◆ **Problem description**: Read through the entries below and return each line with the word "concrete".

◆ **Provided records**:
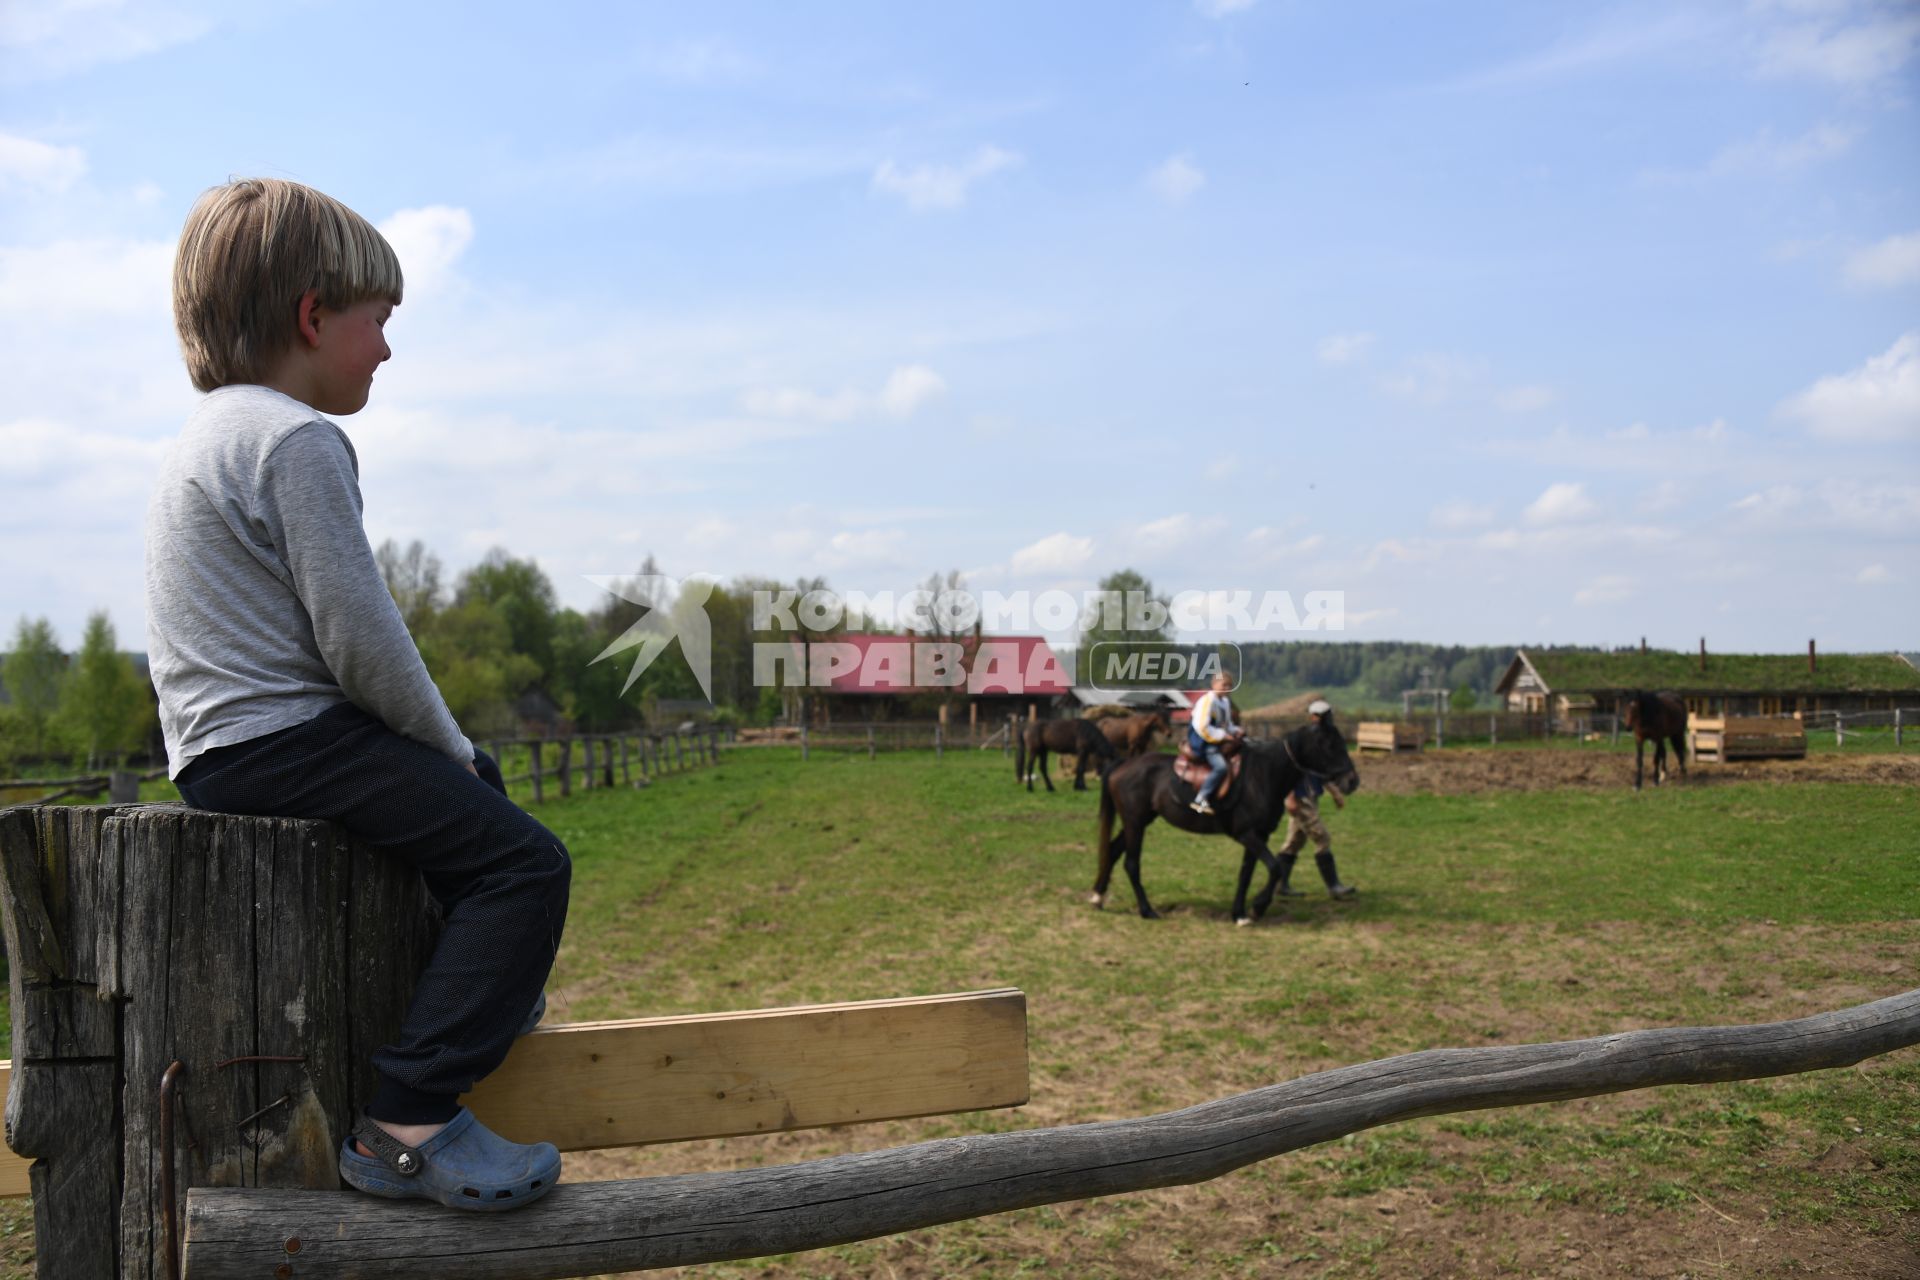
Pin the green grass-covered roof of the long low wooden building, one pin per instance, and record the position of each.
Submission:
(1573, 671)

* * *

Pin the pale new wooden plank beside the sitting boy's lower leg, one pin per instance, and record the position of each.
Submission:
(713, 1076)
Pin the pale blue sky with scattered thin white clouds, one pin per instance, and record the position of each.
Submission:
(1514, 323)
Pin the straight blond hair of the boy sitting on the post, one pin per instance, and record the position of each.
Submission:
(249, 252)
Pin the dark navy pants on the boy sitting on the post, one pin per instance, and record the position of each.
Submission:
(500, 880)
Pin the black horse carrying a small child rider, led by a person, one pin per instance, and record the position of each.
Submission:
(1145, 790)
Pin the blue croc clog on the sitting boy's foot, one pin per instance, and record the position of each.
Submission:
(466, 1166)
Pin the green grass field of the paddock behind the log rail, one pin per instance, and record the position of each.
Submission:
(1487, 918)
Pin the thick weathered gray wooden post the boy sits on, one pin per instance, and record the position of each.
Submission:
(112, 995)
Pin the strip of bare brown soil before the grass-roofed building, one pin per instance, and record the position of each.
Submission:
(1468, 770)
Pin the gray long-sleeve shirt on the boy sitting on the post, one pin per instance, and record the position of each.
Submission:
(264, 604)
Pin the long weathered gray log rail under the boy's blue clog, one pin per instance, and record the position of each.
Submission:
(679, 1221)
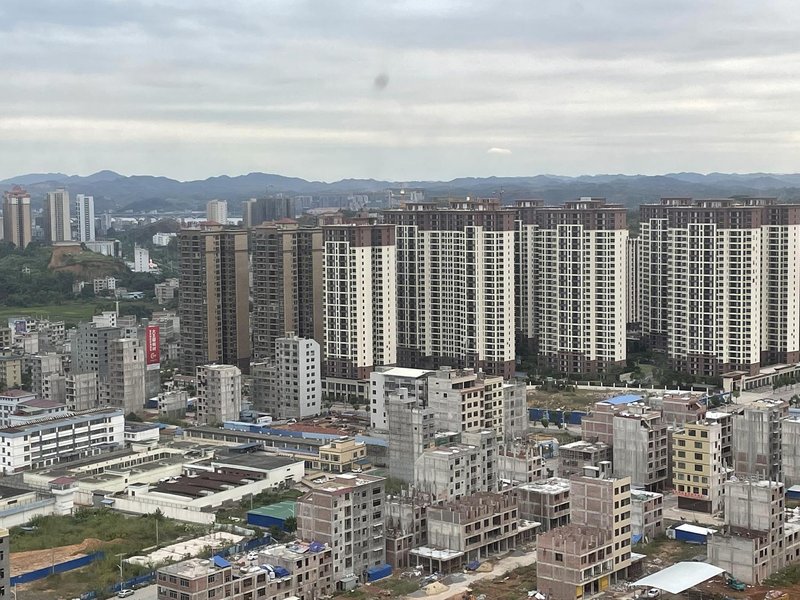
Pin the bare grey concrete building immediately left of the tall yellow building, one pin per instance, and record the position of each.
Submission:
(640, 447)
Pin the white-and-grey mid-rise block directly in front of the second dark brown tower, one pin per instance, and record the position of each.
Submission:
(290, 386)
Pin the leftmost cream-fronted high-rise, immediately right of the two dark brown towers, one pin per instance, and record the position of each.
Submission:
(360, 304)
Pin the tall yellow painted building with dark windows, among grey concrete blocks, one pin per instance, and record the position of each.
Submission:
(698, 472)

◆ **Answer to the exercise**:
Pin the bare grey concrete building immediately left of the tall yellow building, one pin per instance, and record the position of each.
Pin the tall yellow painted building with dark windows, among grey concrete blocks, one pin per instance, and record the position of each.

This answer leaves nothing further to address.